- Stated goal
Write out the lines as a numbered list, from the first line of the rows down to the line that holds "[31,47,44,73]". Leave out blank lines.

- Saved data entries
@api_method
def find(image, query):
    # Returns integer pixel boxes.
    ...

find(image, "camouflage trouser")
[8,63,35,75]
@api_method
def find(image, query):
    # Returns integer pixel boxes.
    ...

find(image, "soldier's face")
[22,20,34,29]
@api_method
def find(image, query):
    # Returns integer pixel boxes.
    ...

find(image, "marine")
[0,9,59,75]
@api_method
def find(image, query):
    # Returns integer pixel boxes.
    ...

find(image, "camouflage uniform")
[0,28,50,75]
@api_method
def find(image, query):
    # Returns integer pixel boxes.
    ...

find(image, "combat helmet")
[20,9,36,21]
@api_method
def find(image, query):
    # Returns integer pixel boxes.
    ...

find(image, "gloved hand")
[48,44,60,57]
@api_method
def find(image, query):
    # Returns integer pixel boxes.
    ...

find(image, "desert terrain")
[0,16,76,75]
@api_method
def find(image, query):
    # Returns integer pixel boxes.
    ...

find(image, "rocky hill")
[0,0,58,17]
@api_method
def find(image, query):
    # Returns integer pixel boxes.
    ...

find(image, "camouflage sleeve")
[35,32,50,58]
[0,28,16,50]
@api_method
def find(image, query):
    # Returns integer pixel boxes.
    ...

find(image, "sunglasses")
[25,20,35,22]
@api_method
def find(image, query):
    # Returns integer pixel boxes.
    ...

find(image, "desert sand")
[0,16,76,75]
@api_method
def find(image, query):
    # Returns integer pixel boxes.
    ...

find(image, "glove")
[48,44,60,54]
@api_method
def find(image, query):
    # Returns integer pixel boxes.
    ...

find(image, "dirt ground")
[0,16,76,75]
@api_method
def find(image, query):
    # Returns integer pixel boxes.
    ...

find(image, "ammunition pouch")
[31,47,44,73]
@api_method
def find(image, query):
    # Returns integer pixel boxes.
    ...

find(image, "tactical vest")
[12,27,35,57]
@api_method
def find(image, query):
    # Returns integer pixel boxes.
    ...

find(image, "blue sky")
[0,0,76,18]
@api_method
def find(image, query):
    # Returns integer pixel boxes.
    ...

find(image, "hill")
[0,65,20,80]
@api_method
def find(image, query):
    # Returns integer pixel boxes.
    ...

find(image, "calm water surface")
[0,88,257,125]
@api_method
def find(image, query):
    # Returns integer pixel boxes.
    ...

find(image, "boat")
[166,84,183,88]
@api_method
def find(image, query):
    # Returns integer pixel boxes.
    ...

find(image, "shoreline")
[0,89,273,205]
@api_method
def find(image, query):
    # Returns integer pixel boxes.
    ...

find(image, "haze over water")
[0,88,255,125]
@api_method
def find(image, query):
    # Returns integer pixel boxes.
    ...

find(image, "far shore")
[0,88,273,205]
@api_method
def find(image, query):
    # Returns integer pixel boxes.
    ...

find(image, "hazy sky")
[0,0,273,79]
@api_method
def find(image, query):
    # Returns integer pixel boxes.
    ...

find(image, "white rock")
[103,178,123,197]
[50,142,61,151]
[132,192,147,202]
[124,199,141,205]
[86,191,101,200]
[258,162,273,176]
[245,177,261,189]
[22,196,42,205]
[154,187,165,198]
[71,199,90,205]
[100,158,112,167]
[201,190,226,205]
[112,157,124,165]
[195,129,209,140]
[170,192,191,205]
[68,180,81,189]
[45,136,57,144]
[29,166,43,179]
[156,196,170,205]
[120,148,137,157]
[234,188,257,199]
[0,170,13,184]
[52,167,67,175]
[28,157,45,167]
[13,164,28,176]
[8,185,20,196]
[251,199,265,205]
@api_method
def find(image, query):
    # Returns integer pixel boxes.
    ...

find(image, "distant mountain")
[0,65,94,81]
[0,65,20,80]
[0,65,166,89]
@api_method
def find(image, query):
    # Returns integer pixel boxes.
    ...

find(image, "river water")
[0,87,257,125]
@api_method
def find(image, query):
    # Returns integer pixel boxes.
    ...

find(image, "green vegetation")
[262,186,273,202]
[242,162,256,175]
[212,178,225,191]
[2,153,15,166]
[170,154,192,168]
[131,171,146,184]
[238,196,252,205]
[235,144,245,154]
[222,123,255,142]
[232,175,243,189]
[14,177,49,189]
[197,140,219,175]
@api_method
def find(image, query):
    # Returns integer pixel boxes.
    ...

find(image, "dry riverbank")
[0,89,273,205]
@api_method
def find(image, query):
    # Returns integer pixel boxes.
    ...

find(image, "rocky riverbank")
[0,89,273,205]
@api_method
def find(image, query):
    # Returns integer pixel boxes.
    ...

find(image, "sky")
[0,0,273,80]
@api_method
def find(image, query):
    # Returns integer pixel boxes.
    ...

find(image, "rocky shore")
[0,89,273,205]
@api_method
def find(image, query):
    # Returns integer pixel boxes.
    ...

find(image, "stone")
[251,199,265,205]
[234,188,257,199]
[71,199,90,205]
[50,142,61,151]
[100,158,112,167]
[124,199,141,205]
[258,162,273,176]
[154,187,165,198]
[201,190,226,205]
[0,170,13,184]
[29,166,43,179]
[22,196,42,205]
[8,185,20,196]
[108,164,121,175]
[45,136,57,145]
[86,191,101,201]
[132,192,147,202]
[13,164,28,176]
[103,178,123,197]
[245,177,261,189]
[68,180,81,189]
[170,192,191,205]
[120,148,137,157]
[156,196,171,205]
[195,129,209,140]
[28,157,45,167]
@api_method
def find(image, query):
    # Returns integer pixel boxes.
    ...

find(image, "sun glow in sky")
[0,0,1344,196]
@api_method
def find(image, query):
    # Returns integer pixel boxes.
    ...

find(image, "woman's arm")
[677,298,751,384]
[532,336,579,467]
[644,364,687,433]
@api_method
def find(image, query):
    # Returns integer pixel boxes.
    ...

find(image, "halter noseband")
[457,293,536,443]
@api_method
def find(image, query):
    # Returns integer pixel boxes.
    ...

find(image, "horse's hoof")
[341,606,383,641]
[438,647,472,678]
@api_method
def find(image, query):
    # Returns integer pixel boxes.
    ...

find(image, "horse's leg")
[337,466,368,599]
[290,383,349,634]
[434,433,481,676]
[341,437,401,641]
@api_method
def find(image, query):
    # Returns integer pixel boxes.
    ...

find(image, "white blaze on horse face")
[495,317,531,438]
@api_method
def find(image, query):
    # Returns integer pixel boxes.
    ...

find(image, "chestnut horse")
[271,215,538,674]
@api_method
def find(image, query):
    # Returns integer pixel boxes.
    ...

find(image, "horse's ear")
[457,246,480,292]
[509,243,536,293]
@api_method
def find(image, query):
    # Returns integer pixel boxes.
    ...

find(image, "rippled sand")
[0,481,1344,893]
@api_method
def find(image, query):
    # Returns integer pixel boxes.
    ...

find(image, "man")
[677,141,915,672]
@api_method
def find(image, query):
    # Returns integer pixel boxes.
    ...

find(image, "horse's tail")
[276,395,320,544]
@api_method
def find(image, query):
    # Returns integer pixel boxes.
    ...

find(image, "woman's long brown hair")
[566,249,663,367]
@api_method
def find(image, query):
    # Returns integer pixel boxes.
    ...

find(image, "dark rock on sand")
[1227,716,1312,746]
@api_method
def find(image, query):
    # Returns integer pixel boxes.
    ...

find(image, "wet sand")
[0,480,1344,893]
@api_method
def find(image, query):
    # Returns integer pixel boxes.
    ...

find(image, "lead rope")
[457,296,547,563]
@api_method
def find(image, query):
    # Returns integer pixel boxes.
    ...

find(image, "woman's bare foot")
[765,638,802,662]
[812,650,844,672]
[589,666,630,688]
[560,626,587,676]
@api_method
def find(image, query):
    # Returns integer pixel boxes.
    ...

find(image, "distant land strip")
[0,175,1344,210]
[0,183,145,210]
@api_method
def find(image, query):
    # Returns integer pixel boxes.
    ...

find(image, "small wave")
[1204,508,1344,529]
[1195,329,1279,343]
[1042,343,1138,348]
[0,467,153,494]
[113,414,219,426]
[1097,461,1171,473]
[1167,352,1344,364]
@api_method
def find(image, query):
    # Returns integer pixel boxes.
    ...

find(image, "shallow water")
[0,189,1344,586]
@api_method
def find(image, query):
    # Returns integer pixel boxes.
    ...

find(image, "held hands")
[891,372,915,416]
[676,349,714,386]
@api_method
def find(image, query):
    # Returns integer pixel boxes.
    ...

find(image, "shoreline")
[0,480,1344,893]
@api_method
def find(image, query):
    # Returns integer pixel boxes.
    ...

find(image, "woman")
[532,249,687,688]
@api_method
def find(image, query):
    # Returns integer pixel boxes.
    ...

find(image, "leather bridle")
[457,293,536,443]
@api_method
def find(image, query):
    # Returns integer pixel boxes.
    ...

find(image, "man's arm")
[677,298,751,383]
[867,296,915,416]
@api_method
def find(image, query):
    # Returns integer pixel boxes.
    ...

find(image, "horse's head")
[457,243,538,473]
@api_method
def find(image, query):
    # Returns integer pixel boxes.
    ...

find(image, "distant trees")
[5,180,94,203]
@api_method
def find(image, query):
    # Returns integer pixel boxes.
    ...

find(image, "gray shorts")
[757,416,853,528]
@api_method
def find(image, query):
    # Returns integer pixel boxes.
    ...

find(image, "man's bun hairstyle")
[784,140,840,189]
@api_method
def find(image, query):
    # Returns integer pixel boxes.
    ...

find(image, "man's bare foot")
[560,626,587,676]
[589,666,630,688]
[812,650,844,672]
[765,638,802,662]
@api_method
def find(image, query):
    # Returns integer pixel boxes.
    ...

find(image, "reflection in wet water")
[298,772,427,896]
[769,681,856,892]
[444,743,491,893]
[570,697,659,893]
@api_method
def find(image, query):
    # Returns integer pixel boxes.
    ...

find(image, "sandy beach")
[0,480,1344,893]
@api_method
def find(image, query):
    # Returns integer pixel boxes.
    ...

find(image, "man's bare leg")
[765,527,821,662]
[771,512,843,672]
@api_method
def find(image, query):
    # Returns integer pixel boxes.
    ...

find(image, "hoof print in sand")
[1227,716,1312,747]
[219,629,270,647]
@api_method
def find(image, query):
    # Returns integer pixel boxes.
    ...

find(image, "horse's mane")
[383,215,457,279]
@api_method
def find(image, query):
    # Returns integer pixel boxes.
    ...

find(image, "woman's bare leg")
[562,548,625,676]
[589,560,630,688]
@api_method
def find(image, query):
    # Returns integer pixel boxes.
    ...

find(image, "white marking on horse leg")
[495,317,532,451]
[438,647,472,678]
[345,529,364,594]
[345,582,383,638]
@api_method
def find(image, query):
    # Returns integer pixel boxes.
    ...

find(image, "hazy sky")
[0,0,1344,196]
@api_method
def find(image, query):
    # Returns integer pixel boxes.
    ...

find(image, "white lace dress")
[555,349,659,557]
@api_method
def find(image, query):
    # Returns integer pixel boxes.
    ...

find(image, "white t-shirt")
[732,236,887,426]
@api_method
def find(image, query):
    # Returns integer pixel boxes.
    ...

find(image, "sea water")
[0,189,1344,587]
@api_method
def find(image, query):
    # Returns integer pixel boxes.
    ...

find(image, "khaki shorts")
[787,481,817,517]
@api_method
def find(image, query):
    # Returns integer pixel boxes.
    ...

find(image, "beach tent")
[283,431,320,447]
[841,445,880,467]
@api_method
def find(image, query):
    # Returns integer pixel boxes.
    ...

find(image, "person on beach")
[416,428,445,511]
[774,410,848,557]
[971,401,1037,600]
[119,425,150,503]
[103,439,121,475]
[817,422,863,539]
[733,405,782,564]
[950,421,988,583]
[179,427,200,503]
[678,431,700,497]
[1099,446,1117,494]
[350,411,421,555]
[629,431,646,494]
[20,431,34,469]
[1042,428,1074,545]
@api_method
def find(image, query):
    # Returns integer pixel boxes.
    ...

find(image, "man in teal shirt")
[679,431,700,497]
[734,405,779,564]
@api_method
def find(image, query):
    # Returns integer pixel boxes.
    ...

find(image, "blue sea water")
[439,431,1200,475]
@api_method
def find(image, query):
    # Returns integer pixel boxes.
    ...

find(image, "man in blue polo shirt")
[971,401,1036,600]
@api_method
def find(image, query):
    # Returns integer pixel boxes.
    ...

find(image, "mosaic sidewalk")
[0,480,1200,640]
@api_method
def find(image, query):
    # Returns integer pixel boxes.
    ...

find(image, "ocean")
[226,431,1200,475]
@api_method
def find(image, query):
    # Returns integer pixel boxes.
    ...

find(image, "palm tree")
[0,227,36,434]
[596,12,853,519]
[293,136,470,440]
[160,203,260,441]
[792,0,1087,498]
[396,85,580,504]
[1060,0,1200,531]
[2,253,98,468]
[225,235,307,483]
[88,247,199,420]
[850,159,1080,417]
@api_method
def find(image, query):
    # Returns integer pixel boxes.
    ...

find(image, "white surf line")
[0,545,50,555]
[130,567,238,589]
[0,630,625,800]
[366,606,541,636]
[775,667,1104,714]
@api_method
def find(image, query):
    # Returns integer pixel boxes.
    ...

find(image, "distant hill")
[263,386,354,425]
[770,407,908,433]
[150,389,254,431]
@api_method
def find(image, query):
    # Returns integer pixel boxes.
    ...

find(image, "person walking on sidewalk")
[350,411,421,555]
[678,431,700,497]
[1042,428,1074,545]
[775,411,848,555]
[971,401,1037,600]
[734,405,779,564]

- Exercise result
1. @api_method
2. def find(image, query):
3.     # Returns integer pixel boxes.
4.     ...
5. find(image, "camouflage trouser")
6. [8,63,35,75]
7. @api_method
8. def find(image, query):
9.     # Returns integer pixel boxes.
10.     ...
11. find(image, "soldier's face")
12. [22,20,34,29]
13. @api_method
14. def find(image, query):
15.     # Returns integer pixel boxes.
16.     ...
17. find(image, "marine")
18. [0,9,59,75]
19. @api_method
20. def find(image, query):
21.     # Returns integer pixel boxes.
22.     ...
23. find(image, "camouflage uniform")
24. [0,28,50,75]
25. @api_method
26. def find(image, query):
27.     # Returns integer pixel boxes.
28.     ...
29. find(image, "combat helmet")
30. [20,9,36,21]
31. @api_method
32. def find(image, query):
33.     # Returns integer pixel boxes.
34.     ...
35. find(image, "gloved hand")
36. [48,44,60,57]
37. @api_method
38. def find(image, query):
39.     # Returns integer pixel boxes.
40.     ...
41. find(image, "desert terrain")
42. [0,16,76,75]
43. @api_method
44. def find(image, query):
45.     # Returns integer pixel boxes.
46.     ...
47. find(image, "rocky hill")
48. [0,0,58,17]
49. @api_method
50. def find(image, query):
51.     # Returns integer pixel boxes.
52.     ...
53. find(image, "camouflage sleeve")
54. [35,32,50,58]
55. [0,28,16,50]
56. @api_method
57. def find(image, query):
58.     # Returns integer pixel boxes.
59.     ...
60. find(image, "sunglasses")
61. [25,20,35,22]
62. @api_method
63. def find(image, query):
64.     # Returns integer pixel boxes.
65.     ...
66. find(image, "desert sand")
67. [0,16,76,75]
68. @api_method
69. def find(image, query):
70.     # Returns integer pixel boxes.
71.     ...
72. find(image, "glove")
73. [48,44,60,54]
74. @api_method
75. def find(image, query):
76.     # Returns integer pixel boxes.
77.     ...
78. find(image, "dirt ground")
79. [0,16,76,75]
80. @api_method
81. def find(image, query):
82.     # Returns integer pixel boxes.
83.     ...
84. find(image, "ammunition pouch")
85. [31,47,44,73]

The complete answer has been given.